Henri Rossier — Courtes méditations

Y a-t-il de la BONTÉ dans l’HOMME — Actes 28:1-10

H. Rossier — Courtes méditations — n°27

ME 1922 p. 301-304

Nous n’avons qu’à consulter le troisième chapitre de l’épître aux Romains, v. 9-18, pour apprendre qu’il « n’y a point de juste, non, pas même un seul » ; qu’il « n’y en a aucun qui exerce la bonté, non, pas même un seul » et qu’il « n’y a point de crainte de Dieu devant leurs yeux ». C’est ainsi que Dieu voit les hommes et les juge. L’apôtre en conclut que la foi seule peut mettre l’homme en rapport avec Dieu.

À première vue l’arrêt de l’épître aux Romains semble concorder avec plusieurs des faits qui nous sont présentés dans le passage placé en tête de cette méditation. Le vaisseau qui porte l’apôtre et ses compagnons s’échoue dans la tempête sur l’île de Malte. Les soldats sont d’avis de tuer les prisonniers dont Paul fait partie, malgré l’assurance de ce dernier qu’ils seraient tous sauvés et son affirmation que « Dieu lui a donné tous ceux qui naviguaient avec lui ». Nous voyons encore que, poussés par leur affreux égoïsme, les matelots cherchent à se sauver en s’emparant de la chaloupe, ne tenant aucun compte de la vie du reste de l’équipage.

À seconde vue nous trouvons plusieurs faits qui semblent contredire l’enseignement de cette épître. Parmi les personnes cruelles ou égoïstes qui se trouvent sur le vaisseau, la plus élevée en grade, le centurion Jules, traite Paul avec humanité en lui permettant, à Sidon, d’aller vers ses amis pour jouir de leurs soins (27:3). Ce même Jules, voulant sauver l’apôtre, empêche les soldats d’exécuter leur cruel dessein (v. 43).

Les mêmes sentiments se manifestent chez les barbares, habitants de l’île. Il nous est dit qu’ils usèrent d’une humanité peu ordinaire envers Paul, ses compagnons, et tous les passagers.

La suite du récit nous parle de Publius, principal de l’île, qui reçut et logea pendant trois jours, avec beaucoup de bonté l’apôtre et ses compagnons. Toute cette sollicitude pour les malheureux naufragés fut récompensée : le père de Publius, gravement malade, fut guéri par la prière et l’imposition des mains de l’apôtre. Les habitants de l’île eux-mêmes reçurent, par la guérison de leurs malades, le salaire de leur dévouement, et fournirent en retour à l’apôtre et à ses compagnons tout ce qui leur était nécessaire pour le voyage.
--------------------------------------------------
Tâches proposées:
(1) Pour chacune des affirmations suivantes, dites si elle concorde avec la méditation, en citant à l'identique les mots qui tranchent : (a) le centurion Jules empêche les soldats de tuer les prisonniers ; (b) Publius loge l'apôtre et ses compagnons pendant sept jours ; (c) le vaisseau s'échoue sur l'île de Crète.
(2) Relevez, s'il vous plaît, toutes les citations de l'épître aux Romains que donne la méditation.
Ces données proviennent d'une autre source.

[Lignes de données d'annotation par boîtes]
--------------------------------------------------
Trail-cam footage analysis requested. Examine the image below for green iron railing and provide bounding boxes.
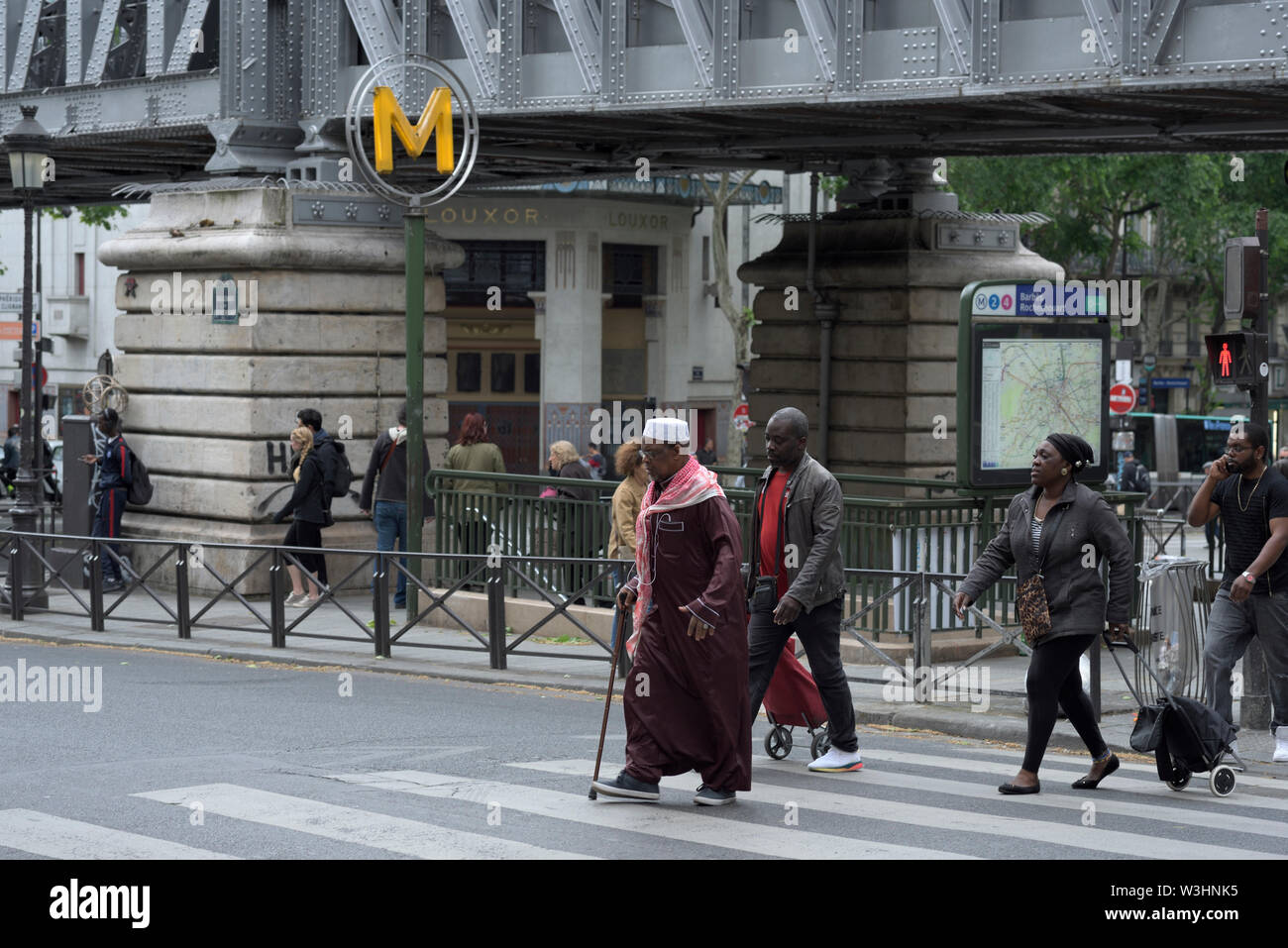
[426,468,1141,639]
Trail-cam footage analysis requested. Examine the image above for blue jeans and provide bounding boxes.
[371,500,407,606]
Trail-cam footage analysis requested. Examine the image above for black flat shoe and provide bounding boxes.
[997,781,1042,796]
[1073,754,1118,790]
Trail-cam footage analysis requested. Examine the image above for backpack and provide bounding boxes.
[125,446,152,507]
[318,438,353,509]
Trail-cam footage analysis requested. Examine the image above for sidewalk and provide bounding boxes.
[0,591,1288,786]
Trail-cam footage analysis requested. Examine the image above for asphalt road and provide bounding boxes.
[0,642,1288,859]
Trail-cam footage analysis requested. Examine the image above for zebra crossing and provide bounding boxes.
[0,741,1288,861]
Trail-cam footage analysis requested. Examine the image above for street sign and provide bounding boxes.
[0,292,40,314]
[0,319,40,343]
[1109,382,1136,415]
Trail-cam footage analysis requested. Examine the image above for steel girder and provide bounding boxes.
[0,0,1288,202]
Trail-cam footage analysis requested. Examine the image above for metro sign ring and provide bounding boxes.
[344,54,480,207]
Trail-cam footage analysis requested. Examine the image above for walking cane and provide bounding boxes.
[590,609,630,799]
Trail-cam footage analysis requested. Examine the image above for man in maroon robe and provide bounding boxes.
[592,419,751,806]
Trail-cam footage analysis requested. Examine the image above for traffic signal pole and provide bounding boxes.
[1239,207,1275,729]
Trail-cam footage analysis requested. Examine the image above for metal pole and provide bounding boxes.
[403,207,425,618]
[1239,207,1278,729]
[10,190,49,608]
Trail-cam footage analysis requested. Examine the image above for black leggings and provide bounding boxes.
[1024,634,1109,774]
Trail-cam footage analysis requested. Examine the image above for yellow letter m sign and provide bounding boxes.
[373,85,456,174]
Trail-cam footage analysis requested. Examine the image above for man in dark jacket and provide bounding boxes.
[747,408,863,773]
[81,408,134,592]
[295,408,344,584]
[358,402,434,609]
[0,425,22,489]
[550,441,599,604]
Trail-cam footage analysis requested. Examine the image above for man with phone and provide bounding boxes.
[1186,421,1288,764]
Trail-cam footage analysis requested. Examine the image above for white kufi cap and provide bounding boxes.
[644,416,690,445]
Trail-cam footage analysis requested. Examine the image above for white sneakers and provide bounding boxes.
[808,747,863,774]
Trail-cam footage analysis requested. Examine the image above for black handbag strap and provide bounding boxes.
[1029,503,1072,576]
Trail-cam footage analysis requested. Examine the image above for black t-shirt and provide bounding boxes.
[1212,468,1288,593]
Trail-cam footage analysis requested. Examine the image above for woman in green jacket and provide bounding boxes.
[442,412,505,581]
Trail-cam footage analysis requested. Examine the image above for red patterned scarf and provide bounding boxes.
[626,455,725,656]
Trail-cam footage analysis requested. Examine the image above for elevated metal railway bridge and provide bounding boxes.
[0,0,1288,206]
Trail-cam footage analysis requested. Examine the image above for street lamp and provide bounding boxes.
[4,106,49,605]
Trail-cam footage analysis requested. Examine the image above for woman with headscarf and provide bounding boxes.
[606,442,648,645]
[953,434,1132,794]
[273,425,327,608]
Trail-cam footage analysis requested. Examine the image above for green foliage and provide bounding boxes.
[948,154,1288,322]
[46,203,129,231]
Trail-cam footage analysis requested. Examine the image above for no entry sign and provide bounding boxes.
[1109,381,1136,415]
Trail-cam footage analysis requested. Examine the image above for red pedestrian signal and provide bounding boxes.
[1203,332,1257,387]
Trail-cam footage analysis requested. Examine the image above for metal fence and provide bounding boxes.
[426,468,1160,640]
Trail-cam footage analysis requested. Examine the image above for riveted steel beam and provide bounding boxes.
[599,0,628,104]
[447,0,506,99]
[84,0,121,85]
[935,0,971,76]
[1140,0,1184,74]
[836,0,863,91]
[9,0,42,93]
[553,0,601,95]
[167,0,214,72]
[146,0,166,76]
[496,3,523,108]
[66,0,82,85]
[970,0,1002,84]
[675,0,715,89]
[711,0,741,98]
[796,0,836,82]
[1082,0,1124,65]
[344,0,402,68]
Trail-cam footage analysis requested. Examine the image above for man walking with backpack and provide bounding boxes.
[358,402,434,609]
[295,408,353,584]
[81,408,134,592]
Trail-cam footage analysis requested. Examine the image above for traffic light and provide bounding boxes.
[1203,332,1258,387]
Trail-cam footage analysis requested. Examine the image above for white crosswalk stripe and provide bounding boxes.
[754,760,1288,838]
[334,761,974,859]
[0,741,1288,861]
[514,760,1288,859]
[0,810,236,859]
[134,784,591,859]
[863,748,1288,812]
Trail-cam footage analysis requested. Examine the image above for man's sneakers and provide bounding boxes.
[590,771,662,802]
[693,784,738,806]
[808,747,863,774]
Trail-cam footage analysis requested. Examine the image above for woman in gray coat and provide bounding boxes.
[953,434,1132,793]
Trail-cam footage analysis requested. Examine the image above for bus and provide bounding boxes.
[1116,411,1246,484]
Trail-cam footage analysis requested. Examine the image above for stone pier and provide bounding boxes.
[99,185,464,592]
[738,161,1063,496]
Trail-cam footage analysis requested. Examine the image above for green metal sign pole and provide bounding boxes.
[404,207,425,618]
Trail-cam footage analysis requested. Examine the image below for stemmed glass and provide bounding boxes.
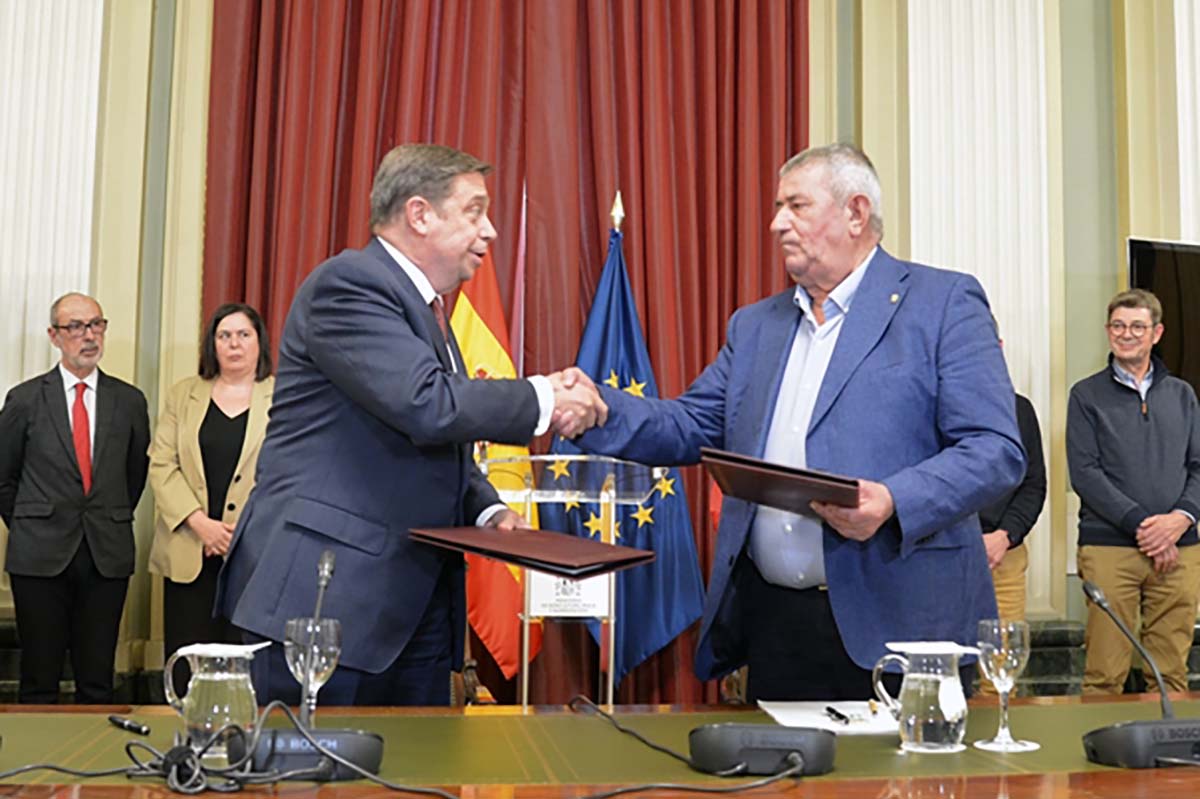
[976,619,1042,752]
[283,618,342,726]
--------------------------------------------------
Les réponses:
(1)
(a) Oui : « Ce même Jules, voulant sauver l’apôtre, empêche les soldats d’exécuter leur cruel dessein (v. 43). »
(b) Non : « qui reçut et logea pendant trois jours, avec beaucoup de bonté l’apôtre et ses compagnons ».
(c) Non : « Le vaisseau qui porte l’apôtre et ses compagnons s’échoue dans la tempête sur l’île de Malte. »

(2)
« n’y a point de juste, non, pas même un seul »
« n’y en a aucun qui exerce la bonté, non, pas même un seul »
« n’y a point de crainte de Dieu devant leurs yeux »